MATERIAL FOR THIS EXERCISE ▸
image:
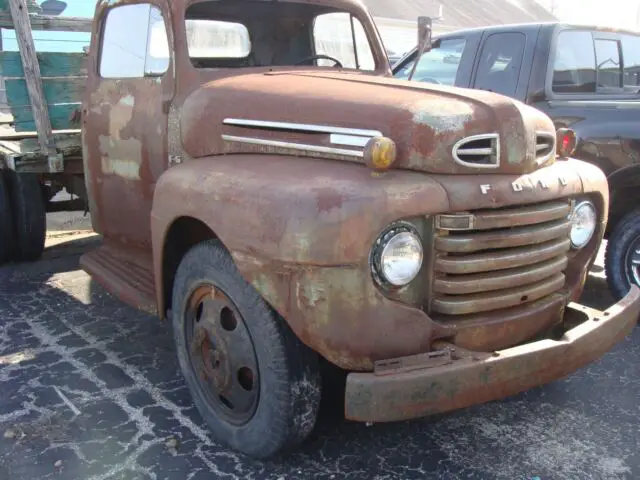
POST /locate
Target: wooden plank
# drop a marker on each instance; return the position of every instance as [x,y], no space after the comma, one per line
[60,117]
[56,90]
[58,24]
[31,67]
[32,6]
[52,64]
[46,22]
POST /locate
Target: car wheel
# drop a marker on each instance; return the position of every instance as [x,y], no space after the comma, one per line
[7,232]
[254,382]
[29,215]
[622,261]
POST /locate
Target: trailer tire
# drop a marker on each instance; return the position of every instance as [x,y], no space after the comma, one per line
[30,219]
[622,255]
[256,385]
[7,232]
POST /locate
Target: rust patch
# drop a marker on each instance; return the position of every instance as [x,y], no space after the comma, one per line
[121,156]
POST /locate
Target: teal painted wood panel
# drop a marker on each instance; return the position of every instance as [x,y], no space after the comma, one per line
[60,116]
[63,95]
[56,90]
[52,64]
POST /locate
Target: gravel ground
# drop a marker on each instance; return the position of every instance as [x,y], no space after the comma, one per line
[90,389]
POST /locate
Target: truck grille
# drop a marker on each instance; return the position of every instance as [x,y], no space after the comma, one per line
[492,259]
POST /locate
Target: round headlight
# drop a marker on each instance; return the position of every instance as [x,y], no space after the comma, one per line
[584,222]
[398,256]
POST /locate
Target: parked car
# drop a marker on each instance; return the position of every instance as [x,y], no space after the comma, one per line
[584,77]
[284,205]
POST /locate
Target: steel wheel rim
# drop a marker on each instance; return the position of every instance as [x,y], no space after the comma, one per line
[633,262]
[221,354]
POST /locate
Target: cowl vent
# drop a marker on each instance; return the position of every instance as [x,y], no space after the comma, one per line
[478,151]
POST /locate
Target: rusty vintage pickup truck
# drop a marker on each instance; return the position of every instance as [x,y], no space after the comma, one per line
[260,180]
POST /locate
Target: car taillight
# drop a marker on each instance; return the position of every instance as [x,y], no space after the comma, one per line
[565,142]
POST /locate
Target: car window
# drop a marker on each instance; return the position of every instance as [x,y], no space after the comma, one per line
[608,64]
[127,50]
[587,62]
[334,35]
[500,61]
[574,67]
[439,65]
[631,57]
[208,40]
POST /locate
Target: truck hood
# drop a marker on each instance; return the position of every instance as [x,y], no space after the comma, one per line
[437,129]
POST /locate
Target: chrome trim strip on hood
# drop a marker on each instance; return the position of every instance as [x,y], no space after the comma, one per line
[293,146]
[301,127]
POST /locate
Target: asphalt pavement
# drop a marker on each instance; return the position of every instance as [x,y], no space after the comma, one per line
[90,389]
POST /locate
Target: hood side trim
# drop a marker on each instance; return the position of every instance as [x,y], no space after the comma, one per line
[301,127]
[294,146]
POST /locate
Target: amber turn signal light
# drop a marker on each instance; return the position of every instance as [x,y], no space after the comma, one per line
[380,153]
[566,141]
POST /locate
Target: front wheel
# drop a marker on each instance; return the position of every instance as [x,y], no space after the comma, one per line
[622,261]
[255,384]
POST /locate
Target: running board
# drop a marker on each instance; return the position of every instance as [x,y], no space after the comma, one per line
[125,273]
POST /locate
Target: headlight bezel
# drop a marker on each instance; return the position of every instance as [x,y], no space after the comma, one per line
[579,204]
[382,242]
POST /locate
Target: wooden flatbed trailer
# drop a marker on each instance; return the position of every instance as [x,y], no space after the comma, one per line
[40,143]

EXERCISE BRIEF ▸ Print all of the data exactly, and do not carry over any pictures.

REPLY ▸
image:
POST /locate
Target: wooden plank
# drop a marker on each instance; return the position of every instance as [x,y], no space after the comma, one per line
[60,117]
[56,90]
[58,24]
[31,67]
[32,6]
[52,64]
[46,22]
POST /locate
Target: car wheel
# drop a marker on each instance; return the position of every instance as [x,y], no space after the comma, one per line
[7,232]
[254,382]
[29,215]
[622,261]
POST /locate
Target: trailer tire
# drop a marker on each instance; return the position of every instance as [x,y], no space after the comma, one per line
[30,219]
[622,255]
[256,385]
[7,232]
POST /locate
Target: rust patch
# drop a marker on each instance; return the position of every instance as [x,y], no space after the comma, one per line
[121,156]
POST /locate
Target: teal painted wood panel
# drop a marker on each instance; return the position of every instance as [x,y], no space after the comma, one per line
[60,116]
[63,95]
[56,90]
[52,64]
POST /locate
Target: gravel ground
# drop a marker on each instance; return the position of every instance as [x,y], no space after the comma, one per line
[90,389]
POST /locate
Target: truck grille
# drop a marker on each instance; return the position of every instance as [x,y], no space after the comma, one per line
[492,259]
POST /locate
Target: round headlight
# drop a marker on each instance; return the position of every instance as [x,y], no space after the comma, one per line
[584,222]
[398,256]
POST /locate
Target: parked car
# drop a marker on each instance; return the position of every instance as [x,y], no space after the comma, one per line
[584,77]
[284,205]
POST /locate
Target: steel wheel rim
# drop a marker on each instance; return the position of every instance as [x,y], no space after the comma, one per line
[633,262]
[221,354]
POST /locate
Target: cowl vent
# drop a marker on each instance; return the position of every instance as [x,y], no space after the comma, one per line
[478,151]
POST /locate
Target: rusty vintage pickup truck
# drop a marker on each instance; return the position of every instance as [x,y], no space after the comma, one per line
[260,180]
POST /locate
Target: car taillight
# drop a marker on each instance; return the position of every instance as [x,y], no space after the comma, one per line
[565,142]
POST /locate
Target: car window
# drop a marker on each instance; return the position of every instance as [x,y], no space after the comma, one per line
[608,64]
[127,50]
[587,62]
[334,35]
[500,61]
[574,67]
[439,65]
[631,57]
[208,40]
POST /locate
Target: truck hood
# drop a marker on each instance; return the position of every instance as [x,y], no space after the comma, one per line
[437,129]
POST /locate
Target: chrome trim strip on hood
# drop a marker on each instance; return the position of every instance as [x,y], no space after the comma, one per line
[293,146]
[301,127]
POST /locate
Target: asphalt pavement
# drop a marker on each instance; return the position of every instance as [x,y], no space after the comma, one per line
[90,389]
POST /locate
Target: hood side trim
# drop a marker on each instance; return the position of every instance as [x,y], no space after the comma, one per line
[301,127]
[294,146]
POST /locate
Target: amber turn signal light
# drop a marker on each instance; return the position of every instance as [x,y], no space after the comma, one per line
[380,153]
[566,141]
POST /locate
Target: front wheel
# drop a marker on each instance; return the position of every instance as [x,y], no space after the comma, one per line
[622,261]
[255,384]
POST /locate
Target: running board
# drop a marker on each instance; return the position of every instance as [x,y], no space after the comma, one per line
[125,273]
POST /locate
Target: headlight bezel
# drop a marker on each instance; return the position of every instance as [x,y], no space after the comma, one per line
[579,204]
[382,242]
POST /locate
Target: wooden flatbed trailer
# drop a marker on each instance; return the position of every instance as [x,y], no space after the comma, one per line
[40,143]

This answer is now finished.